[[ RECORDS SHOWN, beginning ]]

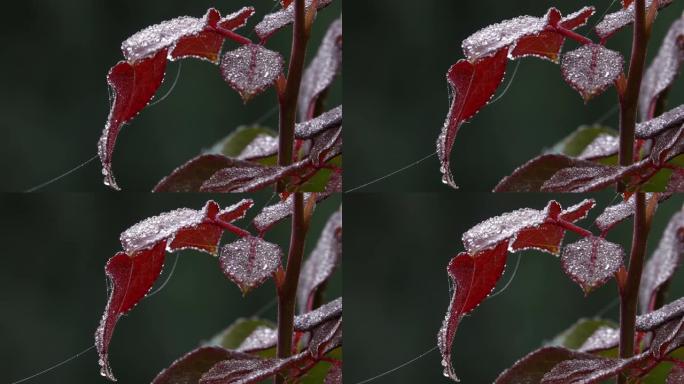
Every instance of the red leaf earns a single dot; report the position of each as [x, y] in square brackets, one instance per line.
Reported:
[135, 81]
[326, 121]
[530, 176]
[472, 85]
[321, 72]
[676, 375]
[591, 69]
[547, 44]
[589, 370]
[655, 319]
[334, 375]
[524, 35]
[250, 261]
[474, 278]
[321, 262]
[242, 371]
[524, 228]
[613, 22]
[132, 278]
[133, 87]
[185, 36]
[602, 339]
[661, 266]
[663, 70]
[318, 316]
[190, 176]
[189, 368]
[673, 118]
[251, 69]
[273, 22]
[531, 368]
[260, 147]
[591, 262]
[183, 228]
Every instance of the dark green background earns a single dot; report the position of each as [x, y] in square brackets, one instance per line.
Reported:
[396, 58]
[53, 292]
[54, 97]
[396, 292]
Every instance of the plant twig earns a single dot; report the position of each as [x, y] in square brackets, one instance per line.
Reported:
[630, 98]
[287, 292]
[630, 294]
[288, 100]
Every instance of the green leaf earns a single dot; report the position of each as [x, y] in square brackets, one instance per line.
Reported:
[317, 374]
[576, 142]
[236, 333]
[234, 143]
[577, 334]
[320, 179]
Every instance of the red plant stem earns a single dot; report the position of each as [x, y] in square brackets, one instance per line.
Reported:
[231, 228]
[630, 99]
[629, 296]
[288, 100]
[572, 35]
[288, 291]
[572, 227]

[[ RECORDS SHOWN, end ]]

◆ EXERCISE GOAL
In your copy, please omit the pictures and print every line of the records exactly.

◆ TASK OUTPUT
Every instance of the red leaf earns a single dot; report the position of each as [x, y] in square brackets, one instance per line.
Reported:
[135, 81]
[326, 121]
[530, 176]
[472, 85]
[321, 72]
[676, 375]
[591, 69]
[547, 44]
[589, 370]
[655, 319]
[334, 375]
[524, 35]
[250, 261]
[474, 278]
[321, 262]
[242, 371]
[524, 228]
[613, 22]
[132, 278]
[133, 87]
[185, 36]
[602, 339]
[661, 266]
[663, 70]
[318, 316]
[190, 176]
[189, 368]
[673, 118]
[251, 69]
[273, 22]
[531, 368]
[260, 147]
[591, 262]
[183, 228]
Every instance of the dark green background earns a single dot; report the position of each as [x, y] in square brackets, one instance per line.
Reported:
[396, 58]
[53, 292]
[54, 97]
[396, 292]
Every instance of the plant twig earns a single dot; report the position of each as [x, y] in square brackets, one instance per line.
Reported:
[630, 98]
[287, 292]
[630, 294]
[288, 100]
Every instance of the green leaf earns a single dot; report the position of each as [x, y] in square brackets, one instance per line.
Reported:
[317, 374]
[576, 142]
[236, 333]
[234, 143]
[577, 334]
[320, 179]
Every instance of the red plant stem earns a single dot; report the position of each as [x, y] in square brackets, one instance per line.
Reported:
[231, 228]
[630, 99]
[629, 296]
[288, 100]
[572, 35]
[288, 291]
[572, 227]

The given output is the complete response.